Last night, I went into my home’s basement crawl space to take inventory of the eleventy billion trucks my sons never play with down there. After several minutes of picture-snapping, I totally forgot where I was, as I often do, and STOOD STRAIGHT UP. Because the ceiling was only about 4 feet tall, I DRILLED my head on it and nearly knocked myself the f*ck out. I yelled all the profanities, rocked back and forth like a psych ward patient, and bleated like a wounded barnyard animal before slowly crawling out of the torture chamber. Tottering back upstairs, I made it safely to my laptop and went straight to Google. “What are the symptoms of a concussion?” I typed. I sat there for a good 15 minutes, soaking in all the wisdom WebMD had to offer, and then it dawned on me. I CONCUSS myself every single day, because most of these symptoms apply to me on the regular.
1). Confusion or feeling as if in a fog. Hello?! I’m a mom of three boys, including a set of twins! I feel like I’m sludging through the three pounds of play sand formerly known as MY BRAIN just to summon the ability to help my third-grader with his math homework every night. “Am I smarter than a fifth grader?” I’m not even smarter than a kindergartner.
2). Dizziness or “seeing stars.” This symptom manifests on a daily basis. I am constantly bending over to pick up Skylanders underpants carelessly strewn behind the toilet (which makes me see the dried pools of pee at the base of the toilet so I have to spend 10 revolting minutes wiping it up, trying not to get any on my hands, and holding back my gag reflex). When I’m not scrubbing toilets, I’m bending down to rescue the 30,000 germy Lego pieces of the Millennium Falcon before someone steps on one and gets a staph infection. Each time I pop back up to the surface, I get a massive head rush, causing me to black out and stagger around like the Bride of Frankenstein until I can see again.

Action item ▸
Copy out the entire passage about concussion symptoms word for word.

Exercise data ▸
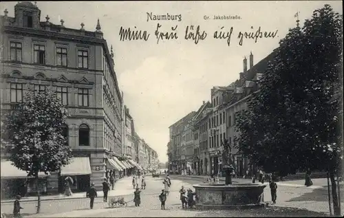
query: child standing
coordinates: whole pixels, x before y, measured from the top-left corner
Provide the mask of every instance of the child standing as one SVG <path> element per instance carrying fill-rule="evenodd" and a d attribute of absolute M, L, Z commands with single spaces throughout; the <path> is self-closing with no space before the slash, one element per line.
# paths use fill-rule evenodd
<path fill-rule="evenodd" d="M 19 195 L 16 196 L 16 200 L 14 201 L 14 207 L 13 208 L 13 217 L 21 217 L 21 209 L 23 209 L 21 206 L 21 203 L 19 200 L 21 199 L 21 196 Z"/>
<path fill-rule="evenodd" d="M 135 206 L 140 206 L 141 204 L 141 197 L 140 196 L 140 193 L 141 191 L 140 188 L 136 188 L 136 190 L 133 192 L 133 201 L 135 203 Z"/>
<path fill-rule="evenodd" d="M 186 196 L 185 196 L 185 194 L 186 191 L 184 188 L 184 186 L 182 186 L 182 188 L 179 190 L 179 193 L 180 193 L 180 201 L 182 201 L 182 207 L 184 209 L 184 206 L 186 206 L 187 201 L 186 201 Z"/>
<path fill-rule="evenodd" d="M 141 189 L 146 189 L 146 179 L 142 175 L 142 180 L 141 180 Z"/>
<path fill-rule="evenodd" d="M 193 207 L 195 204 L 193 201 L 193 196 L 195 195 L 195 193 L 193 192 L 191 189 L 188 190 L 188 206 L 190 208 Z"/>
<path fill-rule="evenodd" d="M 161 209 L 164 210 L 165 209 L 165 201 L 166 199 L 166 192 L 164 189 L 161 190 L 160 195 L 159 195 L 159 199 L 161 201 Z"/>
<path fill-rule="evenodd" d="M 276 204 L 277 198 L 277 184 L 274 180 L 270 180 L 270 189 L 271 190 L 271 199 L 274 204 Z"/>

Your response ▸
Last night, I went into my home’s basement crawl space to take inventory of the eleventy billion trucks my sons never play with down there. After several minutes of picture-snapping, I totally forgot where I was, as I often do, and STOOD STRAIGHT UP. Because the ceiling was only about 4 feet tall, I DRILLED my head on it and nearly knocked myself the f*ck out. I yelled all the profanities, rocked back and forth like a psych ward patient, and bleated like a wounded barnyard animal before slowly crawling out of the torture chamber. Tottering back upstairs, I made it safely to my laptop and went straight to Google. “What are the symptoms of a concussion?” I typed. I sat there for a good 15 minutes, soaking in all the wisdom WebMD had to offer, and then it dawned on me. I CONCUSS myself every single day, because most of these symptoms apply to me on the regular.
1). Confusion or feeling as if in a fog. Hello?! I’m a mom of three boys, including a set of twins! I feel like I’m sludging through the three pounds of play sand formerly known as MY BRAIN just to summon the ability to help my third-grader with his math homework every night. “Am I smarter than a fifth grader?” I’m not even smarter than a kindergartner.
2). Dizziness or “seeing stars.” This symptom manifests on a daily basis. I am constantly bending over to pick up Skylanders underpants carelessly strewn behind the toilet (which makes me see the dried pools of pee at the base of the toilet so I have to spend 10 revolting minutes wiping it up, trying not to get any on my hands, and holding back my gag reflex). When I’m not scrubbing toilets, I’m bending down to rescue the 30,000 germy Lego pieces of the Millennium Falcon before someone steps on one and gets a staph infection. Each time I pop back up to the surface, I get a massive head rush, causing me to black out and stagger around like the Bride of Frankenstein until I can see again.